[Record excerpts]:
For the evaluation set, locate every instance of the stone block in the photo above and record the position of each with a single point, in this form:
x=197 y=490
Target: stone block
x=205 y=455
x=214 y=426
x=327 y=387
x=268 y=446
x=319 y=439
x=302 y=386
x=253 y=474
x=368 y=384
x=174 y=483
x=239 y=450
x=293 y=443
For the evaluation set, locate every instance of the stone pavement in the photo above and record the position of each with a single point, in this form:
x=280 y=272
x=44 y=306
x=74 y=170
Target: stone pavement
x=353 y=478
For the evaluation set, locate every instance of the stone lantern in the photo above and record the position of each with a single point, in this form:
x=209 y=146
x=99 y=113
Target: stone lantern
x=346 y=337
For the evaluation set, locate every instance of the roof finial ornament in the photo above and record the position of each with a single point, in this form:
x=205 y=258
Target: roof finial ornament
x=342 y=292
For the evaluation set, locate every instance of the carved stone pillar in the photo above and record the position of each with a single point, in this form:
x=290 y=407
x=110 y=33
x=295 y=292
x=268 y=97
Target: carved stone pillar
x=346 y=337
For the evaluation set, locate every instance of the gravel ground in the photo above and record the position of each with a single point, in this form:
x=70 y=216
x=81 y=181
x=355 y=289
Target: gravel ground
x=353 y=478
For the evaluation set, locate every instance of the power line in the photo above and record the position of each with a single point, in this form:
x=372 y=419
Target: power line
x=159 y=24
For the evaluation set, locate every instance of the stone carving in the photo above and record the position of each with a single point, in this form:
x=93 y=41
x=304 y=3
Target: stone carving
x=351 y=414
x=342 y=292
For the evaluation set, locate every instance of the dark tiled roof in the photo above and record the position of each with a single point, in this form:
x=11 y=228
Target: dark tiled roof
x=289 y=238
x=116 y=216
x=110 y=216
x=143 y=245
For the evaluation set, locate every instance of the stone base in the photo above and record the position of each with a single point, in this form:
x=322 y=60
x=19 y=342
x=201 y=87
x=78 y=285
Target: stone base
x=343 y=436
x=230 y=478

--

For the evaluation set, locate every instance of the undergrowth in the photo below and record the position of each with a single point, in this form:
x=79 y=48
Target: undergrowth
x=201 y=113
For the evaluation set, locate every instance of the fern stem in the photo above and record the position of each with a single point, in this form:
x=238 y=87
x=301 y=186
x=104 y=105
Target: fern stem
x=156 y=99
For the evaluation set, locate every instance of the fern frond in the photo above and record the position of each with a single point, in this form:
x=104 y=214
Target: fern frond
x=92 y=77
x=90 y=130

* * *

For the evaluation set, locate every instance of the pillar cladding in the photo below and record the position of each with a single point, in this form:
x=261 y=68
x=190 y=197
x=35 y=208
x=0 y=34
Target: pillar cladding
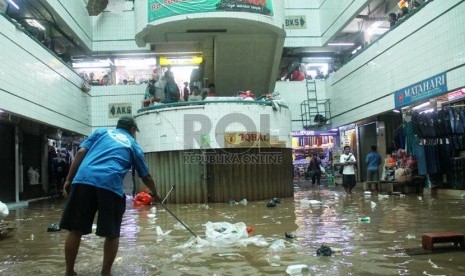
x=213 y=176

[Exercise prompt]:
Copy out every line of the items verbatim, starting from the line with "For the evaluation set, locate every instance of the stone block" and ending with the line with "x=143 y=245", both included.

[Solution]:
For the evaluation set, locate every instance of the stone block in the photo above and record the position of each with a single point, in this form:
x=197 y=490
Target: stone block
x=205 y=455
x=214 y=426
x=327 y=387
x=268 y=446
x=319 y=439
x=302 y=386
x=253 y=474
x=368 y=384
x=174 y=483
x=239 y=450
x=293 y=443
For the evaluation set, locate every instance of the stone pavement in the photo above and record the position of each with a single point, in this form:
x=280 y=272
x=44 y=306
x=74 y=170
Target: stone pavement
x=353 y=478
For the evaluation set, locate every instance of the stone lantern in the photo above and record the position of each with a single point, in this form:
x=209 y=146
x=99 y=113
Target: stone lantern
x=346 y=337
For the evaluation set, locate every instance of the roof finial ornament in the photo above and record the position of each with a single point, in this form:
x=205 y=258
Target: roof finial ornament
x=342 y=292
For the evaluation set, locate every instance of the carved stone pillar in the photo above and record the position of each with a single point, in this form:
x=290 y=407
x=110 y=33
x=295 y=292
x=268 y=97
Target: carved stone pillar
x=346 y=337
For the evaluation set, locate every instance of the gravel ground in the photo above and record the position of each with a single point, in this form:
x=70 y=216
x=81 y=181
x=355 y=289
Target: gravel ground
x=353 y=478
For the evaluation set, locate every instance of the power line in the photo above and record the position of each with a single point, in this form:
x=372 y=419
Target: power line
x=159 y=24
For the evaluation set, locate every instance of the stone carving in the photo above and record the position of each with a single point, in this form:
x=93 y=41
x=304 y=3
Target: stone carving
x=351 y=414
x=342 y=292
For the evaluation set, locate every instance of the dark tiled roof in the photo above and record the position of each with a single point, in this form:
x=11 y=228
Target: dark tiled roof
x=289 y=238
x=116 y=216
x=110 y=216
x=143 y=245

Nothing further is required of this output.